#### [Directions]
Reproduce all of the data below line for line, with no changes.

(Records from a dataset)
_ _ _

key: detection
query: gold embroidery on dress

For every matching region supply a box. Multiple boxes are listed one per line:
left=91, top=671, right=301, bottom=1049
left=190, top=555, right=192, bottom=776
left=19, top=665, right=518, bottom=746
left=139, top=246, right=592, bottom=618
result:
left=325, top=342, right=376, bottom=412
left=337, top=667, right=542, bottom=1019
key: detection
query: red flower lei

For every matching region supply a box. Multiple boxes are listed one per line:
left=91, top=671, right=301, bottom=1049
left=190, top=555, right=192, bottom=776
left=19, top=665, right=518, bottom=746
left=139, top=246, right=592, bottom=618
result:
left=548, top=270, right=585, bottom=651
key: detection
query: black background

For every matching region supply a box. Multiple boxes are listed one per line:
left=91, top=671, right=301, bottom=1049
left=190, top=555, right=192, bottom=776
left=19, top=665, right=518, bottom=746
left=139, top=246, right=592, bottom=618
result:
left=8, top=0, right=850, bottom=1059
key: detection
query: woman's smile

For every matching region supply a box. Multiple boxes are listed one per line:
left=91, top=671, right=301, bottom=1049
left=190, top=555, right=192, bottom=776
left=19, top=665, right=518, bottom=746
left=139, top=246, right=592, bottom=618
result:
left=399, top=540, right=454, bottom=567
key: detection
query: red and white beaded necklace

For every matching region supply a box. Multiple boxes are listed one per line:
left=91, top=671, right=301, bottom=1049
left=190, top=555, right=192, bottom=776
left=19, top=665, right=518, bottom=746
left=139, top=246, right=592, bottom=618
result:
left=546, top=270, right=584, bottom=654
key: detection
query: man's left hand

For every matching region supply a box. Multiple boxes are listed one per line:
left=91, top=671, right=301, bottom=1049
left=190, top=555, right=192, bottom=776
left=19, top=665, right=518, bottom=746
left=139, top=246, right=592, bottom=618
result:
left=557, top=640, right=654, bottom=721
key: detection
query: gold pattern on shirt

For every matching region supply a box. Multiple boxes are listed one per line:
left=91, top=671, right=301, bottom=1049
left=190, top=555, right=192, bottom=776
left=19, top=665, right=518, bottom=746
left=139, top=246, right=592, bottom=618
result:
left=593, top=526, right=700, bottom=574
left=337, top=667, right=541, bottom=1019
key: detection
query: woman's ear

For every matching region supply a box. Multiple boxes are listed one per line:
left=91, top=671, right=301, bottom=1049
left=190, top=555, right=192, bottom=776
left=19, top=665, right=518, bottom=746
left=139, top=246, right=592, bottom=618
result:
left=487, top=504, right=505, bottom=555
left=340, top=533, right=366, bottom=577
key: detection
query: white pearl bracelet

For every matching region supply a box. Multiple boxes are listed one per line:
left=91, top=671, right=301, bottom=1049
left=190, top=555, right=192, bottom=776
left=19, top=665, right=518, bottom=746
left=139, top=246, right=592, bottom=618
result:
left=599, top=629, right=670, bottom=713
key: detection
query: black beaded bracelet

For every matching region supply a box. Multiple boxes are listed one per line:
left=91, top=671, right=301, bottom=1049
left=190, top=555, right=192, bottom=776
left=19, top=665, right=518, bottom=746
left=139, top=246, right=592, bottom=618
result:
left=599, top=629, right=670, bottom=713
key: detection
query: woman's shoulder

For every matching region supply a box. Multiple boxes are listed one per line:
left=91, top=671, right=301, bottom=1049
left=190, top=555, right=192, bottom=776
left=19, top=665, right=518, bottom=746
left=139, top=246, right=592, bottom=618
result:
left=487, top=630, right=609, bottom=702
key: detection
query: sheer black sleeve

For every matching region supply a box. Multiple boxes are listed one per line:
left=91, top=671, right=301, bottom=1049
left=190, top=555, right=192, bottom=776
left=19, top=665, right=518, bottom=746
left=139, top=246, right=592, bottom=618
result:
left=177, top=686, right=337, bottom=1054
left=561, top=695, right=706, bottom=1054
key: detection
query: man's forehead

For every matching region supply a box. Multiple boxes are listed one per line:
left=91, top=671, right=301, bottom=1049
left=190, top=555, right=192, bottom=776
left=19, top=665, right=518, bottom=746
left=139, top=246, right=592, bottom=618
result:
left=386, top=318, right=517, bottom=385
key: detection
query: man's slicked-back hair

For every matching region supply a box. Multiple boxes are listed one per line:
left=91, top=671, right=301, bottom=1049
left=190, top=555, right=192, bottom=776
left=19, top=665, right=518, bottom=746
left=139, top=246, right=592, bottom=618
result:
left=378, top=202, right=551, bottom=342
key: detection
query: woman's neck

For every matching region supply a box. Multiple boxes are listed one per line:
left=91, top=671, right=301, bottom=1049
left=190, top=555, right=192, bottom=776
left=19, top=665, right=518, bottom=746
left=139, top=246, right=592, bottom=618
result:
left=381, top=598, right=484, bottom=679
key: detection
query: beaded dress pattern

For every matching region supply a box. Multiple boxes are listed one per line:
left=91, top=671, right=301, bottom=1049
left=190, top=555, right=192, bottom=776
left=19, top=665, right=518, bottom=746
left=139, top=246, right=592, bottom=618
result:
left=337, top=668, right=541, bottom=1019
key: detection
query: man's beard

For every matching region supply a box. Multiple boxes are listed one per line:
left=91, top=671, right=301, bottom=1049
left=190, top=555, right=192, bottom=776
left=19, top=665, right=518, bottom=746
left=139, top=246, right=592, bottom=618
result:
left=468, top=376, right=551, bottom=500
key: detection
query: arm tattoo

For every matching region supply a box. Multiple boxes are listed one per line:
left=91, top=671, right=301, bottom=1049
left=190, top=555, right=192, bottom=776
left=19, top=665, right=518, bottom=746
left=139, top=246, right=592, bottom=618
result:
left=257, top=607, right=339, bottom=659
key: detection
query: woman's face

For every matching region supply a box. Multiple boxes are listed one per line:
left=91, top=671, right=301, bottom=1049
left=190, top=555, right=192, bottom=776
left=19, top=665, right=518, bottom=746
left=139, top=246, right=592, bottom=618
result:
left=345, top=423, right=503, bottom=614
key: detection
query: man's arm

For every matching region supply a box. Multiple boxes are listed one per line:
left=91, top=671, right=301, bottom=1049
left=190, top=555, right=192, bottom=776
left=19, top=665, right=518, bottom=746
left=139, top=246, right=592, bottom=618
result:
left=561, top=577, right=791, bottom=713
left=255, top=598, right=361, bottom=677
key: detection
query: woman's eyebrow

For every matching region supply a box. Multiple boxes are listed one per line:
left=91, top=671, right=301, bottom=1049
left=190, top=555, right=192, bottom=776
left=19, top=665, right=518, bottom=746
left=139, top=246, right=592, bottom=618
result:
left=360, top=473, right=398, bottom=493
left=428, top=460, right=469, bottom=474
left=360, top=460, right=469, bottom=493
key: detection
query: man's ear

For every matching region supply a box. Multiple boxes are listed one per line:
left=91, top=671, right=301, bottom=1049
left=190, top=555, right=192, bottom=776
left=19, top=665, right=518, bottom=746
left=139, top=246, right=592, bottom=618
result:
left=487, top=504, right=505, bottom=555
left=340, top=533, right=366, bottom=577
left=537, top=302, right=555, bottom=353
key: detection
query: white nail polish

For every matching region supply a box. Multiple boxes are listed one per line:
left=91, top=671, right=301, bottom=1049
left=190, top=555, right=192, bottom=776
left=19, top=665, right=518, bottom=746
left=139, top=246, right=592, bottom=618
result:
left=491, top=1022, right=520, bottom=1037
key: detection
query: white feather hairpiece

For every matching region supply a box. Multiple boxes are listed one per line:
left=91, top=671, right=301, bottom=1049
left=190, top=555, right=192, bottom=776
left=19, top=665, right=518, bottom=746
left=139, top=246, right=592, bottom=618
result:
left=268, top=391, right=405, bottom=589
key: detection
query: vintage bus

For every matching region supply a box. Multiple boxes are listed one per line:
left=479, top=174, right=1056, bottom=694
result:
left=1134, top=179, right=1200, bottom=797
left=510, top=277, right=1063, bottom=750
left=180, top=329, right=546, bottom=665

_ _ _

#### [Task answer]
key: detection
query: gold embroidery on dress

For every matching region supply a box. Multiple boxes are listed one per line:
left=91, top=671, right=301, bottom=1049
left=190, top=555, right=192, bottom=776
left=19, top=665, right=518, bottom=746
left=139, top=246, right=592, bottom=618
result:
left=325, top=342, right=376, bottom=412
left=337, top=667, right=542, bottom=1019
key: detection
query: red flower lei

For every matching region supply a box. Multiple boxes are listed one per line:
left=91, top=671, right=301, bottom=1049
left=190, top=555, right=192, bottom=776
left=19, top=665, right=518, bottom=746
left=139, top=246, right=592, bottom=618
result:
left=548, top=270, right=585, bottom=651
key: detection
query: black background

For every matching region supply a box. Multiple boxes are listed one per line:
left=91, top=671, right=301, bottom=1049
left=190, top=555, right=192, bottom=776
left=19, top=665, right=518, bottom=746
left=139, top=246, right=592, bottom=618
result:
left=8, top=0, right=850, bottom=1059
key: detection
query: woman's smile

For every matching region supply a box. Multiple boxes are listed one per line:
left=91, top=671, right=301, bottom=1049
left=190, top=555, right=192, bottom=776
left=19, top=665, right=518, bottom=746
left=139, top=246, right=592, bottom=618
result:
left=399, top=540, right=454, bottom=567
key: detection
query: red and white beaded necklace

For every matching region supply a box. Multiple boxes are listed one per line:
left=91, top=671, right=301, bottom=1049
left=190, top=555, right=192, bottom=776
left=19, top=665, right=518, bottom=746
left=139, top=246, right=592, bottom=618
result:
left=546, top=270, right=584, bottom=654
key: detection
query: man's left hand

For every matching region supply a box. Multiple boxes are listed one per line:
left=91, top=671, right=301, bottom=1049
left=190, top=555, right=192, bottom=776
left=19, top=665, right=518, bottom=746
left=139, top=246, right=592, bottom=618
result:
left=557, top=640, right=654, bottom=721
key: detection
query: gold pattern on shirt

For every matching region supply a box. Multiple boxes are listed one per line:
left=91, top=671, right=301, bottom=1049
left=190, top=555, right=192, bottom=776
left=19, top=665, right=518, bottom=746
left=139, top=246, right=592, bottom=618
result:
left=593, top=526, right=700, bottom=574
left=337, top=667, right=541, bottom=1019
key: detection
query: woman's ear

For every matching region supply a box. Multiple boxes are listed one per line:
left=91, top=671, right=301, bottom=1049
left=190, top=555, right=192, bottom=776
left=19, top=665, right=518, bottom=746
left=139, top=246, right=592, bottom=618
result:
left=487, top=504, right=505, bottom=555
left=340, top=533, right=366, bottom=577
key: detection
query: white pearl bracelet

For every matching region supply a box. Multiple boxes are listed one per line:
left=91, top=671, right=301, bottom=1049
left=190, top=555, right=192, bottom=776
left=19, top=665, right=518, bottom=746
left=139, top=246, right=592, bottom=618
result:
left=599, top=629, right=670, bottom=713
key: detection
query: black beaded bracelet

For every matching region supply a box. Multiple boxes are listed one per line:
left=91, top=671, right=301, bottom=1049
left=190, top=555, right=192, bottom=776
left=19, top=665, right=518, bottom=746
left=139, top=246, right=592, bottom=618
result:
left=599, top=629, right=670, bottom=713
key: detection
query: woman's shoulder

For every matching region supply a box. Multiple boxes are listed one per line:
left=91, top=671, right=301, bottom=1049
left=190, top=555, right=192, bottom=776
left=19, top=665, right=518, bottom=746
left=139, top=246, right=592, bottom=618
result:
left=487, top=630, right=609, bottom=702
key: detection
query: sheer black sleeve

For every matching region supply a box. Multiple boxes are listed one per line:
left=91, top=671, right=301, bottom=1049
left=190, top=555, right=192, bottom=776
left=19, top=665, right=518, bottom=746
left=139, top=246, right=592, bottom=618
result:
left=177, top=686, right=337, bottom=1054
left=561, top=695, right=706, bottom=1054
key: detection
query: man's forehead

For every matching region supply a box. Multiple boxes are listed one per line:
left=91, top=671, right=301, bottom=1049
left=190, top=555, right=192, bottom=776
left=19, top=665, right=518, bottom=746
left=139, top=246, right=592, bottom=618
result:
left=386, top=318, right=517, bottom=385
key: detection
query: man's slicked-back hair

For every matching region supply a box. Multiple boxes are listed one per line:
left=91, top=671, right=301, bottom=1049
left=190, top=555, right=192, bottom=776
left=19, top=665, right=518, bottom=746
left=139, top=246, right=592, bottom=618
result:
left=378, top=202, right=551, bottom=342
key: detection
query: woman's neck

For every matching region supply a box. Multiple boxes are listed one per line:
left=91, top=671, right=301, bottom=1049
left=190, top=555, right=192, bottom=776
left=19, top=665, right=518, bottom=746
left=139, top=246, right=592, bottom=618
result:
left=381, top=598, right=484, bottom=679
key: detection
query: beaded dress pattern

For every matching region supply a box. Multiple boxes are listed one per line:
left=91, top=671, right=301, bottom=1049
left=190, top=555, right=192, bottom=776
left=19, top=665, right=518, bottom=746
left=139, top=246, right=592, bottom=618
result:
left=337, top=668, right=541, bottom=1019
key: detection
query: man's beard

For every matching region supply a box. Multiple boxes are listed one per line:
left=91, top=671, right=301, bottom=1049
left=190, top=555, right=192, bottom=776
left=19, top=665, right=518, bottom=746
left=139, top=246, right=592, bottom=618
result:
left=468, top=376, right=551, bottom=500
key: detection
query: arm tattoo

For every matching region supply a box. Multiple boxes are listed one per line:
left=91, top=671, right=301, bottom=1049
left=190, top=555, right=192, bottom=776
left=19, top=665, right=518, bottom=746
left=139, top=246, right=592, bottom=618
result:
left=257, top=607, right=339, bottom=659
key: detection
query: woman's face

For every matching region supply a box. Multiple boxes are listed one per line:
left=91, top=671, right=301, bottom=1049
left=190, top=555, right=192, bottom=776
left=19, top=665, right=518, bottom=746
left=139, top=246, right=592, bottom=618
result:
left=345, top=423, right=503, bottom=614
key: detection
query: man's arm

For every matching region supply a box. Multiple boxes are listed one per line:
left=91, top=671, right=301, bottom=1049
left=190, top=555, right=192, bottom=776
left=19, top=665, right=518, bottom=746
left=139, top=246, right=592, bottom=618
result:
left=561, top=577, right=791, bottom=713
left=255, top=598, right=361, bottom=677
key: detection
query: woman's eyebrow

For every matching region supply a box. Multiple boxes are listed one per line:
left=91, top=671, right=301, bottom=1049
left=190, top=555, right=192, bottom=776
left=19, top=665, right=518, bottom=746
left=139, top=246, right=592, bottom=618
result:
left=360, top=473, right=398, bottom=493
left=428, top=460, right=469, bottom=474
left=360, top=460, right=469, bottom=493
key: detection
query: man's ear

For every matching region supply a box. Multiple boxes are listed one per line:
left=91, top=671, right=301, bottom=1049
left=190, top=555, right=192, bottom=776
left=19, top=665, right=518, bottom=746
left=139, top=246, right=592, bottom=618
result:
left=487, top=504, right=505, bottom=555
left=340, top=533, right=366, bottom=577
left=537, top=302, right=555, bottom=353
key: detection
query: white nail polish

For every matching region supply a box. Multiple boxes are listed one per line:
left=91, top=671, right=301, bottom=1049
left=190, top=555, right=192, bottom=776
left=19, top=665, right=518, bottom=746
left=139, top=246, right=592, bottom=618
result:
left=491, top=1022, right=520, bottom=1037
key: detection
query: white feather hairpiece

For every matching region supply a box. Multiple boxes are listed one per line:
left=91, top=671, right=301, bottom=1049
left=190, top=555, right=192, bottom=776
left=19, top=665, right=518, bottom=746
left=139, top=246, right=592, bottom=618
result:
left=268, top=391, right=405, bottom=589
key: detection
query: vintage bus

For every matching region supply a box. Multiple boxes are listed one per line:
left=479, top=174, right=1056, bottom=694
result:
left=1134, top=179, right=1200, bottom=797
left=510, top=277, right=1063, bottom=750
left=180, top=329, right=546, bottom=665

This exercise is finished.